* **Problem details**: Copy out the stretch of the data from the line containing "the window with" through the end of the data, both included, reproducing each line unchanged.

-- Begin Data to process --

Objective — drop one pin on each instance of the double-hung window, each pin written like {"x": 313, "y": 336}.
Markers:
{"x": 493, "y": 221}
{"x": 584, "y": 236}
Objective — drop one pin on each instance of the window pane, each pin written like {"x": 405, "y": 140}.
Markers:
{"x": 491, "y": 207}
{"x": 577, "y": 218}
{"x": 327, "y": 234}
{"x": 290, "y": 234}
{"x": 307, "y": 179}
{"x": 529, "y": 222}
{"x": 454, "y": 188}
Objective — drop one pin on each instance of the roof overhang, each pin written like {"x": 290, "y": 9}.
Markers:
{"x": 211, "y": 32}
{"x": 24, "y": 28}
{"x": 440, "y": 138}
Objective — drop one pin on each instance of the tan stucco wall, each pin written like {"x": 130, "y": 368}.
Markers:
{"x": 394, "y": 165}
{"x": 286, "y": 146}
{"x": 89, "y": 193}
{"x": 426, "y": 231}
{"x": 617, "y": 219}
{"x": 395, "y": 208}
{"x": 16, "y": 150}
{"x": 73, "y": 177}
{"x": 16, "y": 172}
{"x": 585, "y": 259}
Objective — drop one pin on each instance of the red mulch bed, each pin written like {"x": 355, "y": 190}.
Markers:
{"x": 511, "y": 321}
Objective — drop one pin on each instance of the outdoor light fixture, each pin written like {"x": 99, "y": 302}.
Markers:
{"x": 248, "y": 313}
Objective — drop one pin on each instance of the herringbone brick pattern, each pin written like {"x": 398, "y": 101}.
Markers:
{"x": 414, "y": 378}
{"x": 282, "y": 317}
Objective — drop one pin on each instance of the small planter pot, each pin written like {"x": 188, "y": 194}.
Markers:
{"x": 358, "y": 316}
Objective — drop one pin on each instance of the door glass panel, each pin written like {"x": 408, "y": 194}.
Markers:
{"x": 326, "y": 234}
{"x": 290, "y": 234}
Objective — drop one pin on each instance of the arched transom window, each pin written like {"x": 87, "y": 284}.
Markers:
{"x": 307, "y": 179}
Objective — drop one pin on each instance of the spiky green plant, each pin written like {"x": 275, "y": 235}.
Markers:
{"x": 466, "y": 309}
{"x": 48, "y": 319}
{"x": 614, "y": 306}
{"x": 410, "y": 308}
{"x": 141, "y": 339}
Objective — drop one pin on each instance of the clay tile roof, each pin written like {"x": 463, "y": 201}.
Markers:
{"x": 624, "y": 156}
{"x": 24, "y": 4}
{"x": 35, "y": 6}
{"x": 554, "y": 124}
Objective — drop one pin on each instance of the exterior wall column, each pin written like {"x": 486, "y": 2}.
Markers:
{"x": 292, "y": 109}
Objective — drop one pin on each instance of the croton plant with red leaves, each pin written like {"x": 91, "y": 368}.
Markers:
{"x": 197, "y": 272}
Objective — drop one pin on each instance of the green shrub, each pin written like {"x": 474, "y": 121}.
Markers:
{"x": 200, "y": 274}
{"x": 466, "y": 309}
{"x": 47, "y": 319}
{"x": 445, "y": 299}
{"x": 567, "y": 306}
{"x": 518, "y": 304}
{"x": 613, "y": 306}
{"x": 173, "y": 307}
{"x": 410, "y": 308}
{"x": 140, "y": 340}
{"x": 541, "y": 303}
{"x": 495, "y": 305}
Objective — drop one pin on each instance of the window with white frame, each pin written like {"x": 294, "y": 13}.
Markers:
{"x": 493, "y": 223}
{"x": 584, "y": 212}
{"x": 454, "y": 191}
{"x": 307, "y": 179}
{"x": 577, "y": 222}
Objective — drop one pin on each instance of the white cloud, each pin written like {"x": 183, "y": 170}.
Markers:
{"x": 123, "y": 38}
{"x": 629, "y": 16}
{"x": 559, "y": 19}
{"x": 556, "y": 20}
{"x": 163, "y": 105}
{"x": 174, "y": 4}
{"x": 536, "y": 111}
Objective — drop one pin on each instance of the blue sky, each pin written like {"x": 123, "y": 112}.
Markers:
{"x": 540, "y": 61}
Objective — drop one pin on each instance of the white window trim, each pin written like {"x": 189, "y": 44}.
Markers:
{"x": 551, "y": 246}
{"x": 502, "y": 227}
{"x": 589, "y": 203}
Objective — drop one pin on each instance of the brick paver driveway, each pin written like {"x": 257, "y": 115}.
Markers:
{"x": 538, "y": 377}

-- End Data to process --

* **Finished task**:
Objective — drop one pin on each instance of the window with white frame, each pin written like {"x": 294, "y": 13}.
Markers:
{"x": 493, "y": 223}
{"x": 584, "y": 212}
{"x": 454, "y": 191}
{"x": 307, "y": 179}
{"x": 577, "y": 222}
Objective — drop one pin on each instance of the white cloud, each pin written like {"x": 183, "y": 170}.
Markers:
{"x": 123, "y": 38}
{"x": 629, "y": 16}
{"x": 559, "y": 19}
{"x": 556, "y": 20}
{"x": 163, "y": 105}
{"x": 174, "y": 4}
{"x": 536, "y": 111}
Objective — drop one pin on each instance of the blue sky, each pin written like {"x": 123, "y": 112}.
Markers:
{"x": 540, "y": 61}
Objective — drop one pin on each instance of the white window trim, each pin written like {"x": 189, "y": 44}.
Markers:
{"x": 551, "y": 246}
{"x": 502, "y": 227}
{"x": 589, "y": 203}
Objective — drop one pin on each instance of the brick paver driveway, each pin written like {"x": 257, "y": 115}.
Markers:
{"x": 538, "y": 377}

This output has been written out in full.